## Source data
——

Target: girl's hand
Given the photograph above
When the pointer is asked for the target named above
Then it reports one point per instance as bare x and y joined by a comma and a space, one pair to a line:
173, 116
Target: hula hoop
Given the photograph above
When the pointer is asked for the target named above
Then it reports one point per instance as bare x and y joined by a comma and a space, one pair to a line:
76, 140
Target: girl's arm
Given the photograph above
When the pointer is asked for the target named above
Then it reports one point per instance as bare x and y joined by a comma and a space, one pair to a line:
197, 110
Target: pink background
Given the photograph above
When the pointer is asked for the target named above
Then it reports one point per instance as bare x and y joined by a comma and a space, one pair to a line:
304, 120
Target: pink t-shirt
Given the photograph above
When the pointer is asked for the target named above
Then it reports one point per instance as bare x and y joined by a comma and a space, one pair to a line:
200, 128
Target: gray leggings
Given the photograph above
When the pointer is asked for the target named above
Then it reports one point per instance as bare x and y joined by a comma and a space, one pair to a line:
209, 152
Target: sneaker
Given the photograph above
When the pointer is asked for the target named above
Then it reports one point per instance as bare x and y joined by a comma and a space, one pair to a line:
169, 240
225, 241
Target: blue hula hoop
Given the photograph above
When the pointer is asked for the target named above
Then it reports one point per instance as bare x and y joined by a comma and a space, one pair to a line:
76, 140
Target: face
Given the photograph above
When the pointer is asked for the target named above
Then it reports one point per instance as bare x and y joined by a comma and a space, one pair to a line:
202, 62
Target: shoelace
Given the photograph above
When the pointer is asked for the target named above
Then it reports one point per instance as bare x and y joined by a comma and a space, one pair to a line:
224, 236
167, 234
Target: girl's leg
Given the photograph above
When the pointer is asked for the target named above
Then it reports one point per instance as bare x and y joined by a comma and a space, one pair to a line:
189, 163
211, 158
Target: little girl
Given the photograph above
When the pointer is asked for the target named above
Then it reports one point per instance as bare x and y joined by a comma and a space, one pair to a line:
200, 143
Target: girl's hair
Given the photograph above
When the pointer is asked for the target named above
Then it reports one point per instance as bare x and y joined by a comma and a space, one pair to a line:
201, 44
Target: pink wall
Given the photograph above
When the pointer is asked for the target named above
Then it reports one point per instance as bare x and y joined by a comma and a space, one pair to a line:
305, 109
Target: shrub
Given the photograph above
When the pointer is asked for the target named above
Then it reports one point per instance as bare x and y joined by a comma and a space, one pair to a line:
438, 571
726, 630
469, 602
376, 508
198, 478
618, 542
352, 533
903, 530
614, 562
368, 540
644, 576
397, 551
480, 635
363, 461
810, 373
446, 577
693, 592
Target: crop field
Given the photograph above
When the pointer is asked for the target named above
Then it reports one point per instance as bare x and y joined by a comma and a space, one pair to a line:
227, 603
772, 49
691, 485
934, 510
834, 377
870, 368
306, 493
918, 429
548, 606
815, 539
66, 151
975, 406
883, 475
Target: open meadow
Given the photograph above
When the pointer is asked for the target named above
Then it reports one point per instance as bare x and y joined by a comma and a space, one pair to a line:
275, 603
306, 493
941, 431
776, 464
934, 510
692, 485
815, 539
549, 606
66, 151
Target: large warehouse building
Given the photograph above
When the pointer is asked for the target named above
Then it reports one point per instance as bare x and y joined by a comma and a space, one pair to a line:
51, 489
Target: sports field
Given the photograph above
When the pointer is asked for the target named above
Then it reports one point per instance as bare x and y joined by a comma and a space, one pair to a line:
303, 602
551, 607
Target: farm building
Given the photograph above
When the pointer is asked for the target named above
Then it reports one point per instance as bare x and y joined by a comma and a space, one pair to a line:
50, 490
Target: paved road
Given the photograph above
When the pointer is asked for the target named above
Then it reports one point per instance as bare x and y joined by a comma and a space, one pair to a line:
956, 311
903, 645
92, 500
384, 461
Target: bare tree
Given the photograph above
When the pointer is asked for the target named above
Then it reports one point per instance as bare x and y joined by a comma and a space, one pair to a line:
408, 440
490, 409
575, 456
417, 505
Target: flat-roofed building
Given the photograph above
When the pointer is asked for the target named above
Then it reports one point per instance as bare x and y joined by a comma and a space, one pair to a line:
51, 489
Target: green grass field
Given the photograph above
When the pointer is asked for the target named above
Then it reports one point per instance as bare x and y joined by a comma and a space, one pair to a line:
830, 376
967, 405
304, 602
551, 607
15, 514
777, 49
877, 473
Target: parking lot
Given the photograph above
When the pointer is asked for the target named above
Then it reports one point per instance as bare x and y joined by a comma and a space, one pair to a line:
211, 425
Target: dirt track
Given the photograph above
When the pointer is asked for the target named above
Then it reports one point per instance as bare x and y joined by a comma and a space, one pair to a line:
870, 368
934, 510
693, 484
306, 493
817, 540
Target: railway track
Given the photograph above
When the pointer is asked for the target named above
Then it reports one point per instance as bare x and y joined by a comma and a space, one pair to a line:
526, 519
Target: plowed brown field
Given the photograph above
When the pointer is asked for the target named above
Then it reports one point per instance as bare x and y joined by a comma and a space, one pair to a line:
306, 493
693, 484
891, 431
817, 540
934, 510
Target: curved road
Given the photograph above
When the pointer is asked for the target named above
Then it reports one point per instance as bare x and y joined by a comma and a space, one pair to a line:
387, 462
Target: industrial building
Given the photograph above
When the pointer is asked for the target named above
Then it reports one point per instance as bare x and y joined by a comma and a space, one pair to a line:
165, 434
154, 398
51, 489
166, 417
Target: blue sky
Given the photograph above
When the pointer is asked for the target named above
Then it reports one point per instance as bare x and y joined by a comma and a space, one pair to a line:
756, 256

——

## WHAT IS REQUIRED
What you retype should run from the first line of the entries above through the line containing "Target: pink t-shirt", exactly and in full.

## YOUR SOLUTION
Target: girl's hand
Given the photograph above
When the pointer is asked for the target named above
Then it reports one point per instance as bare x and y joined by a comma and a space, one pair to a line:
173, 116
Target: hula hoop
Given the photograph above
When the pointer is asked for the target named above
Then it reports one point per instance as bare x and y joined by a comma and a space, one pair to a line:
76, 140
Target: girl's arm
Given the photograph above
When the pointer is asked for the target named above
Then it reports one point per instance as bare x and y joined by a comma and a space, one pair to a line:
197, 110
Target: pink background
Given the photograph above
When the pointer is asked for the target named above
Then it reports one point per instance as bare x and y joined by a comma and a space, one pair to a line:
304, 120
Target: pink t-shirt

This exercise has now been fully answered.